*GESTELLTE AUFGABEN*:
a - Welche Funktion hat Andreas Uebelbacher laut dem Interview zu WCAG 2.2?
b - Führe das Interview zu WCAG 2.2 nach seinem letzten Satz weiter.

Andreas Uebelbacher, Leiter Dienstleistungen bei der Stiftung "Zugang für alle". (Source: zVg)
Andreas Uebelbacher, Leiter Dienstleistungen bei der Stiftung "Zugang für alle". (Source: zVg)

Wir haben Sie zuletzt vor zwei Jahren interviewt. Seither ist eine neue Version der Richtlinie WCAG (Web Content Accessibility Guidelines), Version 2.2, erschienen. Warum? 

Andreas Uebelbacher: Weil es trotz der vielen verschiedenen Anforderungen, die bereits in den WCAG 2.1 enthalten sind, noch Dinge gibt, die verbessert werden sollten. Digitale Services sind vielfältig und sie entwickeln sich ständig weiter. Ebenso vielfältig sind die Barrieren, die für verschiedene User-Gruppen entstehen. Die neuen Inhalte der WCAG 2.2 sollen diesen Entwicklungen gerecht werden und die bisherigen Anforderungen von WCAG 2.1 ergänzen.

Was ändert sich mit den neuen WCAG für Web Developer und Webdesigner? 

Eigentlich ändert sich nicht viel, was nicht als gute UX sowieso schon lange Standard sein sollte. Wichtig ist aber sicher das Thema Authentifizierung. So haben viele Nutzende Mühe mit Logins, die einem zu viel abverlangen. Da muss man oft einen kognitiven Leistungstest bestehen, um in einen Service zu gelangen. Das ist zwar für uns alle mühsam, aber Menschen mit kognitiven Behinderungen werden dadurch direkt benachteiligt. So muss etwa das automatische Ausfüllen durch einen Passwortmanager unterstützt werden. Und ein Multi-Faktor-Prozess bleibt auch möglich, muss aber bestimmte Anforderungen erfüllen, um Benachteiligungen von Nutzenden mit Behinderungen zu vermeiden. Weiter darf der Tastaturfokus nicht verdeckt werden (zum Beispiel unter einem Sticky Header/Footer), sehr kleine klickbare Bereiche müssen vermieden werden, und Ziehbewegungen bedürfen einer One-Click-Alternative. Und schliesslich muss Hilfe (wenn vorhanden) konsistent angeboten werden, und die wiederholte Eingabe derselben Daten ist nicht zulässig (mit sinnvollen Ausnahmen, z.B. bei der Passworterstellung). Uns scheint, dass die WCAG 2.2 für die meisten guten Angebote eher wenig zusätzliches Nacharbeiten bedeuten sollten. Tatsächlich straucheln aber die Betreibenden von Web­sites in vielen Fällen auch 2024 noch immer bei Basis­anforderungen der WCAG 2.0 von 2008.

Zeilen des Datensatzes:
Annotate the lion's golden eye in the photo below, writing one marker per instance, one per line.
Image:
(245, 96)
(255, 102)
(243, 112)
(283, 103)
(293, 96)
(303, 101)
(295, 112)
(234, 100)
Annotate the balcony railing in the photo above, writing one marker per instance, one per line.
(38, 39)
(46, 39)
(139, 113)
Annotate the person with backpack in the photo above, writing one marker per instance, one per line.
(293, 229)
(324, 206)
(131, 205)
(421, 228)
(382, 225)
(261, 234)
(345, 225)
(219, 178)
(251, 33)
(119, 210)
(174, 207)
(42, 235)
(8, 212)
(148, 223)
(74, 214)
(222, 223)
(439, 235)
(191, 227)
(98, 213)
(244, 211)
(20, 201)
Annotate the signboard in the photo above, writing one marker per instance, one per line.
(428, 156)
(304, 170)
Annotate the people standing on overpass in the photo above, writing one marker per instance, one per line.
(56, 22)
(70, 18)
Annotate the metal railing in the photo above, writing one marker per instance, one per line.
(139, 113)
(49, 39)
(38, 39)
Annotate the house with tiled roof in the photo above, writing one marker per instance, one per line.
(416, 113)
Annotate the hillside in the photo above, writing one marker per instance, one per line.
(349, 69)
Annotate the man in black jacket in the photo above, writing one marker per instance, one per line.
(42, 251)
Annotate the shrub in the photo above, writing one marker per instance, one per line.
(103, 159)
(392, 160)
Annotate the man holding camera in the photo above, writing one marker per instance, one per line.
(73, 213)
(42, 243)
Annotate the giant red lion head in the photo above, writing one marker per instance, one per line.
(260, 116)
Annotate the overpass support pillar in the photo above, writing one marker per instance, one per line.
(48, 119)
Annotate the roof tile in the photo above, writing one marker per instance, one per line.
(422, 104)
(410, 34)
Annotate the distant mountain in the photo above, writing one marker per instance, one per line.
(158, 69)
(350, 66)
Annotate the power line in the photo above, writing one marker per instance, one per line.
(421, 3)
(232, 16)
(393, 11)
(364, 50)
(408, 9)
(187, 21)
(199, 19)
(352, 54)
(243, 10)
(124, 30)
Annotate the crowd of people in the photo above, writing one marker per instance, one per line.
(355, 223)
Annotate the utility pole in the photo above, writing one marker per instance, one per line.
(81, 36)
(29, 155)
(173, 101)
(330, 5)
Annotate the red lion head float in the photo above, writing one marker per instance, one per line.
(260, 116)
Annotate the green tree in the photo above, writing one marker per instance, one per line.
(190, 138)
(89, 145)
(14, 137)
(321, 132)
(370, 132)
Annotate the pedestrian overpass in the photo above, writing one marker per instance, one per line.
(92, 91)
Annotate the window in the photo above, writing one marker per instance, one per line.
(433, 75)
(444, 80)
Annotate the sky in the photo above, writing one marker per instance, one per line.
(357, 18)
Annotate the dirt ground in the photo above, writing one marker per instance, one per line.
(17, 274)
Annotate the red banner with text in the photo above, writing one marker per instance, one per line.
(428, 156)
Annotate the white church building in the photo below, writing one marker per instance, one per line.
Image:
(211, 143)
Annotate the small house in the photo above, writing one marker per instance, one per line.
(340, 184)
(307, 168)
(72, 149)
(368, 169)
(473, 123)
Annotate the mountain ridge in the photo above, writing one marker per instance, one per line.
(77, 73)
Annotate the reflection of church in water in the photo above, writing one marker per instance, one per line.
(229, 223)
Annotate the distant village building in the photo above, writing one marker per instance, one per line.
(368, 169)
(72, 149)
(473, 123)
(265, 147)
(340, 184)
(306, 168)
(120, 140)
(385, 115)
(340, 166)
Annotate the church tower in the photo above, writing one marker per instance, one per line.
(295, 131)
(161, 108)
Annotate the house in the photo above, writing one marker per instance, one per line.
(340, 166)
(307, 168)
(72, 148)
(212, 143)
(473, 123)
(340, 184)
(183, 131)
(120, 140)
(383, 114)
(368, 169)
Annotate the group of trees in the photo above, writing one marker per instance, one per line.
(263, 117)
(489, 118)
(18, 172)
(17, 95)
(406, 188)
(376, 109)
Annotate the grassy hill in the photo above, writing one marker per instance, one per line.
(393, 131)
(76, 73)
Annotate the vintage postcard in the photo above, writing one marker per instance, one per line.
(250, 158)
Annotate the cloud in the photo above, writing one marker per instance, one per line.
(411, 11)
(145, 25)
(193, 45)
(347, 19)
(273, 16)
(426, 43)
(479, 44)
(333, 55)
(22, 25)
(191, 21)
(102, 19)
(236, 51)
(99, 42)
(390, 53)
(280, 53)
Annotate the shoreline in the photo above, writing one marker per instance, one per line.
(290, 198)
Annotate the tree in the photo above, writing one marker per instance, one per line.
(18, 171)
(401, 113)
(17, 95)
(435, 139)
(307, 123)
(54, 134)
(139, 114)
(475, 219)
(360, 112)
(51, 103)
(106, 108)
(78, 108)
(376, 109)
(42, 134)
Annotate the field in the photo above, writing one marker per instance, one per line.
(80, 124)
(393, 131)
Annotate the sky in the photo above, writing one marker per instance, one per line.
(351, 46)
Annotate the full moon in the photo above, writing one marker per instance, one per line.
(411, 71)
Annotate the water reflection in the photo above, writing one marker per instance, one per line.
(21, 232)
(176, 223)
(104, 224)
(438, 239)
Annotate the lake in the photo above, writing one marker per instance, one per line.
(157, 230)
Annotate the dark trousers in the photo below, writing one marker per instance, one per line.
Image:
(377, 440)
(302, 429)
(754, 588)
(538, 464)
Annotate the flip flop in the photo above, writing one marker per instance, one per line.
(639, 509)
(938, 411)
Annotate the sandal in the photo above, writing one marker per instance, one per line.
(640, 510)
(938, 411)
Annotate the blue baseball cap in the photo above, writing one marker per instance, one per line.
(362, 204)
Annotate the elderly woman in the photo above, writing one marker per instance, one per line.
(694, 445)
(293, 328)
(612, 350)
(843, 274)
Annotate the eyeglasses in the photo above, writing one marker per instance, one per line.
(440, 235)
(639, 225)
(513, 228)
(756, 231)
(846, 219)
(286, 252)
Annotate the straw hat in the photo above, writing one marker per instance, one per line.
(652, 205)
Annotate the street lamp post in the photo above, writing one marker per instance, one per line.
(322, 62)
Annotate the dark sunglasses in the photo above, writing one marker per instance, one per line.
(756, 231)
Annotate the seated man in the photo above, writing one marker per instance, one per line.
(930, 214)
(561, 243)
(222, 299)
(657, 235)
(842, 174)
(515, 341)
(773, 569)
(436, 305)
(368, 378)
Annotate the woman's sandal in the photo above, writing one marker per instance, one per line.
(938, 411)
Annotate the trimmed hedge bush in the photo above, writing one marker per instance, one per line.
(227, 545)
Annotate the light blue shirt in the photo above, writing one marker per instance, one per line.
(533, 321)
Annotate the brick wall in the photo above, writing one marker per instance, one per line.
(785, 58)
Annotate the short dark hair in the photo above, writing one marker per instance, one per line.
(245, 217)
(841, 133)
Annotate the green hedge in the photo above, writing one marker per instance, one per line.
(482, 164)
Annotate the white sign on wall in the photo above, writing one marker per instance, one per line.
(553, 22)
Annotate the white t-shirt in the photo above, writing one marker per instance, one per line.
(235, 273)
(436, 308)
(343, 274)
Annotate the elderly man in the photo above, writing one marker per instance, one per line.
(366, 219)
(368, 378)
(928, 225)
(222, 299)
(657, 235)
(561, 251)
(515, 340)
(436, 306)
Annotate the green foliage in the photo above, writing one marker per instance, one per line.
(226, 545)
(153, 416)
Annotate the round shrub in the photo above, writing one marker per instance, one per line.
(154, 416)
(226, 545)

*ERGEBNISSE JE AUFGABE*:
a - Er ist Leiter Dienstleistungen bei der Stiftung "Zugang für alle".

b -
Derzeit führt kaum ein Weg am Thema künstliche Intelligenz vorbei. Ist KI eher Freund oder Feind der Web Accessibility? Wo sehen Sie Chancen, dass KI zu mehr Barrierefreiheit im Web beitragen wird? 

Es ist wieder einmal beides. KI ist spannend, hat zweifellos viel Potenzial, und die Entwicklungen sind rasant. Aber ein wenig realistisch in Bezug auf KI zu bleiben, das täte uns in allen Bereichen gut, auch bei digitaler Barrierefreiheit. Positive Beispiele sind etwa, dass die Sprach­erkennung riesige Fortschritte erzielt hat, und so ist die direkte, automatische Untertitelung in Videocalls für gehörlose Teilnehmende eine super Sache. Ebenso kann die Bilderkennung hilfreiche Textalternativen erstellen, zum Beispiel von Social-Media-Inhalten. Aber, so wie keine Autos vollautonom fahren, obwohl uns das seit Jahren versprochen wird, so muss man weiterhin vorsichtig sein, voll auf diese Dinge zu setzen, auch beim Thema Accessibility. Und man muss gut unterscheiden zwischen der Verantwortung für Barrierefreiheit, die weiterhin voll und ganz bei den Content-Produzierenden liegt, und mehr oder weniger gut kompensierenden Notlösungen, die Nutzenden helfen, auch mal mit schlecht aufbereite­tem Inhalt halbwegs umgehen zu können. Derzeit kann KI in Teilbereichen eine solche Notlösung sein, aber sie arbeitet fehlerhaft und sie entbindet niemanden von der Verantwortung, gut zugängliche Inhalte zu produzieren. Wer sich voll und ganz auf solche Lösungen verlässt, kann auf die Nase fallen – das musste etwa ein kantonales Sportamt feststellen, als in einem Dialektvideo in den nur auto­matisch erstellten Untertiteln mal eben aus "Beratungsleistungen" das peinliche "Erotikleistungen" wurde. Und so wie automatische Accessibility-Tests bislang nur einen Bruchteil der relevanten Accessibility-Probleme in digitalen Angeboten finden, können sie diese auch nicht zufriedenstellend automatisch korrigieren. Vorschläge im Sinne von "Accessibility has failed … jetzt soll es die KI regeln" sind meines Erachtens komplett hanebüchen.

Schon etwas länger als den KI-Hype gibt es Accessibility Layers. Was muss man sich darunter vorstellen?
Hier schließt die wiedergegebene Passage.